- _YOUR TASKS_:
**A)** Output the peak oil article word for word, in its entirety.
**B)** Gather each line of the entries that contains the string "hand", treating uppercase and lowercase as different.

The Best Peak Oil Investments, Part I: Biofuels

There are many proposed solutions to the liquid fuels scarcity caused by stagnating (and eventually falling) oil supplies combined with growing demand in emerging economies. Some will be good investments, others won’t. Here is where I’m putting my money, and why. This first part looks at biofuel strategies for replacing oil.

World oil supplies are stagnant, and in the not-so-distant future will begin to decline.  If economic growth continues, demand for oil will increase as well.  This will lead to a long term rise in oil prices, which will only stop if 1) high oil prices or other factors stop or reverse economic growth, or 2) we find some way to use much less oil for the same amount of economic activity.  Each of these scenarios will have winners and losers.  In other words, investment opportunities. 

Substitution

The most obvious strategy for dealing with peak oil is substitution.  If we can find another form of energy in place of oil, then our economy can grow without more painful adjustments.  These strategies are among the most popular, because they hold out the hope that we’ll be able to transition with a minimum of pain.  That is wishful thinking.  There will be a market for petroleum substitutes, but those substitutes are likely to be more expensive and supply-limited than oil currently is.  We will have to adapt in other ways as well as using substitutes.

- _Dataset rows_:
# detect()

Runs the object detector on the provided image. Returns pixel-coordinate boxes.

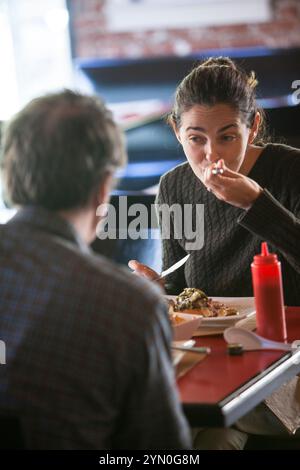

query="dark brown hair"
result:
[1,90,126,210]
[168,57,265,143]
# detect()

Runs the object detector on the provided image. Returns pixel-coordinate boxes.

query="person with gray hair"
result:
[0,90,190,449]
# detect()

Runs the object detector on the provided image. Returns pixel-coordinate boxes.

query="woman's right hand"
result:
[128,259,165,288]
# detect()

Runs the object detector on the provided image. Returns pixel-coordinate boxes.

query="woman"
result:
[129,57,300,449]
[129,58,300,305]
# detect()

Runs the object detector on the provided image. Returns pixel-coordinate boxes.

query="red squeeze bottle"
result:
[251,242,287,342]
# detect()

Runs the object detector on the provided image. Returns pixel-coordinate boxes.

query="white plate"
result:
[172,340,196,366]
[173,312,203,341]
[166,295,255,327]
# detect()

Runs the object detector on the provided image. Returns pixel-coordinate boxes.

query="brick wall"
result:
[69,0,300,58]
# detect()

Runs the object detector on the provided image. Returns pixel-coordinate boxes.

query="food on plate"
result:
[170,313,186,326]
[169,287,239,317]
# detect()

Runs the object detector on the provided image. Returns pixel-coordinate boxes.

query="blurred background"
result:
[0,0,300,269]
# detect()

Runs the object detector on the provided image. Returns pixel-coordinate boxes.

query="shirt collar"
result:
[7,206,91,253]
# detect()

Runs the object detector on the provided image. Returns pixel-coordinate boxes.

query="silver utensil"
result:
[154,254,190,281]
[224,327,294,351]
[171,345,211,354]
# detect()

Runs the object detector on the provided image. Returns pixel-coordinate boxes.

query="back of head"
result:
[169,57,263,142]
[1,90,126,210]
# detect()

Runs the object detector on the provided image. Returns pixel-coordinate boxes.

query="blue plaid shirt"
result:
[0,207,190,449]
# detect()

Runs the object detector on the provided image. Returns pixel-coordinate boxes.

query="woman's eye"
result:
[189,135,206,144]
[221,135,236,142]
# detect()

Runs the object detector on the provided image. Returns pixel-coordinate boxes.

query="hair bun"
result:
[201,56,237,70]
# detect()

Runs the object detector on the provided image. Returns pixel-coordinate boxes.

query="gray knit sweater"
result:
[156,144,300,305]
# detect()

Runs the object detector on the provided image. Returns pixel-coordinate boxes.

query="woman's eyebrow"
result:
[218,123,238,133]
[186,123,238,132]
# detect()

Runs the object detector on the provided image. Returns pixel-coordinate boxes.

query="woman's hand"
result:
[203,160,262,210]
[128,259,165,289]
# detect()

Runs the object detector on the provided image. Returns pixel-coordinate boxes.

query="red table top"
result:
[178,307,300,404]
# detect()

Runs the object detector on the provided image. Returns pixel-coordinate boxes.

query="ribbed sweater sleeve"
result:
[238,189,300,273]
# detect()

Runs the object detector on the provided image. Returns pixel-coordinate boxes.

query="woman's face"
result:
[175,104,256,181]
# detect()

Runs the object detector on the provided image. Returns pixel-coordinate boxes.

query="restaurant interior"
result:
[0,0,300,454]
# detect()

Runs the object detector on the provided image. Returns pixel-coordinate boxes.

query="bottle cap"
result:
[254,242,278,264]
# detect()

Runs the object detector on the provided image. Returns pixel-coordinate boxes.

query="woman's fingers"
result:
[128,259,165,290]
[128,260,159,280]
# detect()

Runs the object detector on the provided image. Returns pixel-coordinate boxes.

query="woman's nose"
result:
[204,144,220,163]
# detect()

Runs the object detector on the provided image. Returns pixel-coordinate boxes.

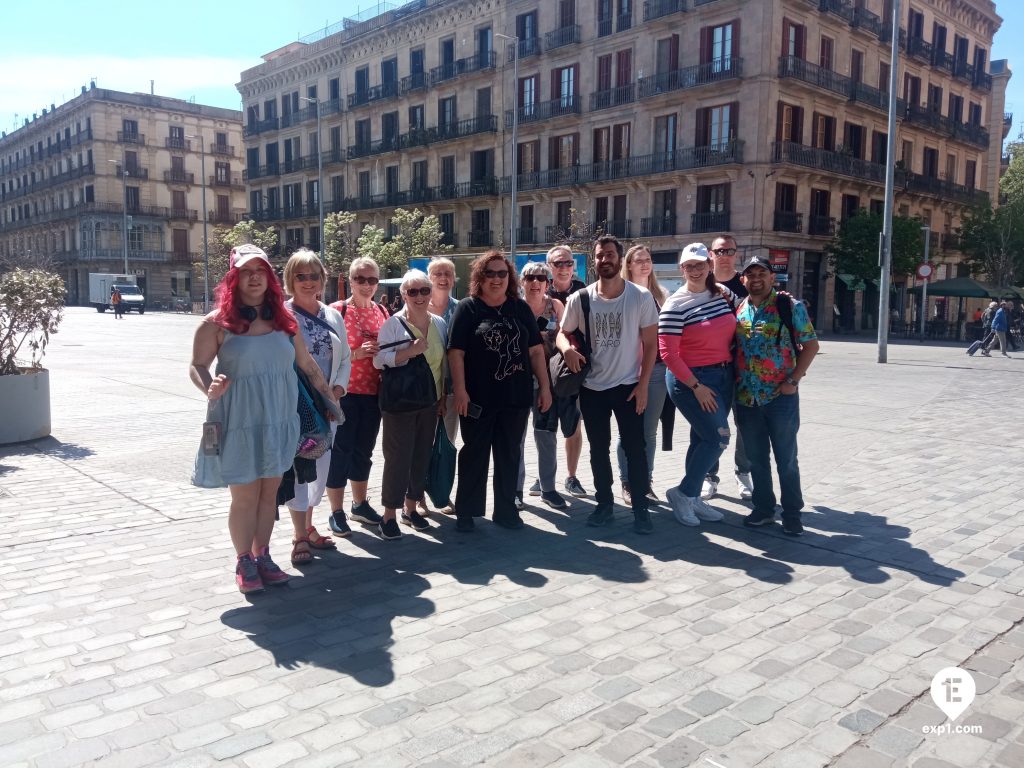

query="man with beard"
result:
[555,234,657,534]
[734,256,818,536]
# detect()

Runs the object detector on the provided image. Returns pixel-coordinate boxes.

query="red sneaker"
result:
[256,547,290,586]
[234,553,263,595]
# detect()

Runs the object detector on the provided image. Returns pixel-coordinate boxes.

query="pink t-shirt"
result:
[657,286,738,381]
[331,301,387,394]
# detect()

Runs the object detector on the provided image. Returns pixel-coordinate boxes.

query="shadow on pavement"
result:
[220,514,647,687]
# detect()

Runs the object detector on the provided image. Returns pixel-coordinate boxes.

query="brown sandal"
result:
[306,525,337,549]
[291,537,313,565]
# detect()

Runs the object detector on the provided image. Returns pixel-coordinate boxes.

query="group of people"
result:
[190,236,817,593]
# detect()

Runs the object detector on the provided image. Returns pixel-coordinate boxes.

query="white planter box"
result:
[0,370,50,445]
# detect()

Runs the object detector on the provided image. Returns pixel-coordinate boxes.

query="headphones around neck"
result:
[239,304,273,323]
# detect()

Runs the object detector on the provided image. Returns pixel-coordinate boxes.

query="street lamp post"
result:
[495,32,519,261]
[299,96,324,259]
[106,157,128,274]
[188,133,208,312]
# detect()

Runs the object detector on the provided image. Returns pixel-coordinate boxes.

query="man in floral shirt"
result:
[735,256,818,536]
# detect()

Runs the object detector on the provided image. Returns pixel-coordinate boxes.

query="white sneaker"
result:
[690,499,725,522]
[665,485,700,525]
[736,472,754,499]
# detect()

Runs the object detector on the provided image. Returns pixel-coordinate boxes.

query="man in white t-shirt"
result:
[555,234,657,534]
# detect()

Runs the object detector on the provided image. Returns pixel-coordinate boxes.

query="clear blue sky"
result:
[0,0,1024,144]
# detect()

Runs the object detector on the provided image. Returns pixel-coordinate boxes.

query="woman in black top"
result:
[449,251,551,531]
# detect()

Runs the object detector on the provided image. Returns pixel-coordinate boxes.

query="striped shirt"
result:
[657,285,739,381]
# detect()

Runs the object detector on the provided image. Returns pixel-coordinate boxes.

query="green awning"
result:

- _EXERCISE RESPONSES_:
**A)**
The Best Peak Oil Investments, Part I: Biofuels

There are many proposed solutions to the liquid fuels scarcity caused by stagnating (and eventually falling) oil supplies combined with growing demand in emerging economies. Some will be good investments, others won’t. Here is where I’m putting my money, and why. This first part looks at biofuel strategies for replacing oil.

World oil supplies are stagnant, and in the not-so-distant future will begin to decline.  If economic growth continues, demand for oil will increase as well.  This will lead to a long term rise in oil prices, which will only stop if 1) high oil prices or other factors stop or reverse economic growth, or 2) we find some way to use much less oil for the same amount of economic activity.  Each of these scenarios will have winners and losers.  In other words, investment opportunities. 

Substitution

The most obvious strategy for dealing with peak oil is substitution.  If we can find another form of energy in place of oil, then our economy can grow without more painful adjustments.  These strategies are among the most popular, because they hold out the hope that we’ll be able to transition with a minimum of pain.  That is wishful thinking.  There will be a market for petroleum substitutes, but those substitutes are likely to be more expensive and supply-limited than oil currently is.  We will have to adapt in other ways as well as using substitutes.

**B)**
query="woman's right hand"
query="woman's hand"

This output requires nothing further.